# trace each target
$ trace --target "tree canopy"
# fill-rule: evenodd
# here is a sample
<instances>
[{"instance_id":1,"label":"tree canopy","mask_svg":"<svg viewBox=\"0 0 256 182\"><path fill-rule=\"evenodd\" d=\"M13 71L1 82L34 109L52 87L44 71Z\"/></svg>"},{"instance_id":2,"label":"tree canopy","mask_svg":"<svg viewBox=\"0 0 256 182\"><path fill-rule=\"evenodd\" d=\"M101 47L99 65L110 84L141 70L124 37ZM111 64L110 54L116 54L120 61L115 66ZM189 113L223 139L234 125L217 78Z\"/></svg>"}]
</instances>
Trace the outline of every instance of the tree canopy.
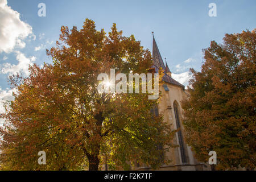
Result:
<instances>
[{"instance_id":1,"label":"tree canopy","mask_svg":"<svg viewBox=\"0 0 256 182\"><path fill-rule=\"evenodd\" d=\"M191 96L183 103L186 140L201 161L215 151L217 169L255 166L255 32L212 41L201 72L191 69Z\"/></svg>"}]
</instances>

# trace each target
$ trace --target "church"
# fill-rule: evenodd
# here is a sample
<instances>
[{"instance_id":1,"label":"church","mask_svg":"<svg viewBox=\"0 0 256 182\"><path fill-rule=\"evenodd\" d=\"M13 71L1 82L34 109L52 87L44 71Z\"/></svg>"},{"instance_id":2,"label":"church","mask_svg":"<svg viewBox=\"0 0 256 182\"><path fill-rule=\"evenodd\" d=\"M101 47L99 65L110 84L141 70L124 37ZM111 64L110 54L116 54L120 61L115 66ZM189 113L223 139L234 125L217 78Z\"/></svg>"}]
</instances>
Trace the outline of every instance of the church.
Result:
<instances>
[{"instance_id":1,"label":"church","mask_svg":"<svg viewBox=\"0 0 256 182\"><path fill-rule=\"evenodd\" d=\"M153 33L153 32L152 32ZM181 101L186 99L189 95L186 93L185 86L172 78L170 71L166 61L164 64L153 34L152 58L154 65L152 67L155 73L158 73L162 68L164 71L162 77L164 84L159 88L161 93L159 104L155 109L155 113L163 113L164 121L171 124L172 130L180 129L174 138L174 143L179 147L171 148L166 153L165 158L170 159L168 165L161 166L159 170L164 171L204 171L209 170L209 165L197 161L193 156L189 146L187 146L184 139L184 130L183 126L183 109ZM150 167L137 165L134 170L151 170Z\"/></svg>"}]
</instances>

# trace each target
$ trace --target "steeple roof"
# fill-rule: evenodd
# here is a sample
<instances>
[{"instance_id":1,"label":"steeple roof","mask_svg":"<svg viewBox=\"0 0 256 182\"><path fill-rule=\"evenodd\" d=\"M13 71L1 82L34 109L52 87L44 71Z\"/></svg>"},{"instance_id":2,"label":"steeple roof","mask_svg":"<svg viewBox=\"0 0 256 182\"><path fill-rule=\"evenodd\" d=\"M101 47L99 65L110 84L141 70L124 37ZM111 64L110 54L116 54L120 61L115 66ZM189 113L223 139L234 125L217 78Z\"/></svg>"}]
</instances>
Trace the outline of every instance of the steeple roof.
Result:
<instances>
[{"instance_id":1,"label":"steeple roof","mask_svg":"<svg viewBox=\"0 0 256 182\"><path fill-rule=\"evenodd\" d=\"M154 33L152 32L152 33ZM181 86L182 88L184 89L185 86L180 84L179 82L172 78L171 77L169 76L166 73L168 71L170 71L169 67L166 64L166 67L164 66L164 63L163 61L163 59L162 59L161 55L160 54L159 50L158 49L158 46L156 45L156 43L155 40L155 38L154 37L153 34L153 50L152 50L152 57L153 57L153 67L154 68L155 72L158 73L159 70L160 68L162 68L163 70L165 71L164 75L162 77L163 80L166 82L170 83L171 84L175 85L177 86Z\"/></svg>"},{"instance_id":2,"label":"steeple roof","mask_svg":"<svg viewBox=\"0 0 256 182\"><path fill-rule=\"evenodd\" d=\"M155 66L158 68L162 68L163 70L165 69L164 63L162 59L161 55L160 54L159 50L158 49L158 45L155 42L155 38L153 35L153 61Z\"/></svg>"}]
</instances>

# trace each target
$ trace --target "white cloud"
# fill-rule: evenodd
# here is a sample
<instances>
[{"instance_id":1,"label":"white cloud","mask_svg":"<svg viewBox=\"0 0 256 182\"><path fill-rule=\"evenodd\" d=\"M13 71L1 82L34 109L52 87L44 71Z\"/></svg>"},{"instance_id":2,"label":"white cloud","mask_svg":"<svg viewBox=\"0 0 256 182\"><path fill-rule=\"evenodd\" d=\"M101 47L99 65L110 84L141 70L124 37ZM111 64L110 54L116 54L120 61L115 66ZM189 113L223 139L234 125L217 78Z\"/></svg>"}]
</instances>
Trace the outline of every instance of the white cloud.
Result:
<instances>
[{"instance_id":1,"label":"white cloud","mask_svg":"<svg viewBox=\"0 0 256 182\"><path fill-rule=\"evenodd\" d=\"M35 61L36 57L32 56L29 58L26 57L24 53L19 51L16 51L17 56L16 59L19 61L16 65L10 63L3 64L1 66L1 72L4 74L15 74L17 72L22 72L27 76L28 75L28 67Z\"/></svg>"},{"instance_id":2,"label":"white cloud","mask_svg":"<svg viewBox=\"0 0 256 182\"><path fill-rule=\"evenodd\" d=\"M35 51L38 51L40 49L41 49L43 48L43 44L41 44L39 46L37 46L37 47L35 47Z\"/></svg>"},{"instance_id":3,"label":"white cloud","mask_svg":"<svg viewBox=\"0 0 256 182\"><path fill-rule=\"evenodd\" d=\"M187 87L188 85L188 81L191 78L191 76L189 75L189 72L188 71L180 74L172 73L172 77Z\"/></svg>"},{"instance_id":4,"label":"white cloud","mask_svg":"<svg viewBox=\"0 0 256 182\"><path fill-rule=\"evenodd\" d=\"M3 60L6 60L8 59L7 56L6 56L6 55L3 56Z\"/></svg>"},{"instance_id":5,"label":"white cloud","mask_svg":"<svg viewBox=\"0 0 256 182\"><path fill-rule=\"evenodd\" d=\"M178 64L175 66L175 68L176 68L176 71L177 72L180 72L185 70L188 70L191 67L189 65L185 66L183 65L180 65L180 64Z\"/></svg>"},{"instance_id":6,"label":"white cloud","mask_svg":"<svg viewBox=\"0 0 256 182\"><path fill-rule=\"evenodd\" d=\"M44 33L40 33L39 34L39 40L42 40L44 37Z\"/></svg>"},{"instance_id":7,"label":"white cloud","mask_svg":"<svg viewBox=\"0 0 256 182\"><path fill-rule=\"evenodd\" d=\"M20 14L7 6L7 0L0 0L0 53L13 51L15 46L24 48L28 36L35 36L32 27L22 21Z\"/></svg>"},{"instance_id":8,"label":"white cloud","mask_svg":"<svg viewBox=\"0 0 256 182\"><path fill-rule=\"evenodd\" d=\"M184 63L189 63L190 62L193 61L193 59L192 58L189 58L187 60L185 60Z\"/></svg>"}]
</instances>

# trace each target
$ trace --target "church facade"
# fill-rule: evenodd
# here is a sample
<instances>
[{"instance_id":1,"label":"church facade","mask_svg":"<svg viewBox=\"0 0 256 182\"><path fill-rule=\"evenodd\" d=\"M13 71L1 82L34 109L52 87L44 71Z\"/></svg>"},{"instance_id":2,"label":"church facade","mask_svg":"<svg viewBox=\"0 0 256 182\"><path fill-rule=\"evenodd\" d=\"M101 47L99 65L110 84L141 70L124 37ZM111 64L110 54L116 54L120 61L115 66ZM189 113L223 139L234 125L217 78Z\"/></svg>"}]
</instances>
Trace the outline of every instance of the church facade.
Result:
<instances>
[{"instance_id":1,"label":"church facade","mask_svg":"<svg viewBox=\"0 0 256 182\"><path fill-rule=\"evenodd\" d=\"M174 143L179 147L171 148L165 155L170 159L168 165L162 166L159 170L209 170L209 165L197 161L194 157L191 148L184 139L184 130L183 126L183 111L181 101L188 97L184 86L172 78L171 72L166 63L164 64L155 38L153 35L152 57L154 72L158 72L160 68L164 71L162 78L164 84L159 88L162 95L156 107L158 113L163 113L164 121L171 124L172 130L180 129L176 133ZM134 170L151 170L150 167L137 165Z\"/></svg>"}]
</instances>

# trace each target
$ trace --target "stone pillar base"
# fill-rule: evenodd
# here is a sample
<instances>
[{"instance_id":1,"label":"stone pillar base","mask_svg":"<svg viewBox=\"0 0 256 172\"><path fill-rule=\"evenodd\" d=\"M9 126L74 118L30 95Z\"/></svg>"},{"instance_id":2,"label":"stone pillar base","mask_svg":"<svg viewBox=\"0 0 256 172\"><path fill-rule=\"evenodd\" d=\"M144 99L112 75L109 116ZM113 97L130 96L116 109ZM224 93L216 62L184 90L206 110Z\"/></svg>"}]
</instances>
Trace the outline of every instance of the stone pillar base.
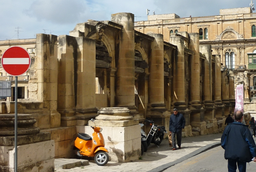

────────────────────────────────────────

Count the lines in the rows above that contain the word "outline", and give only that number.

6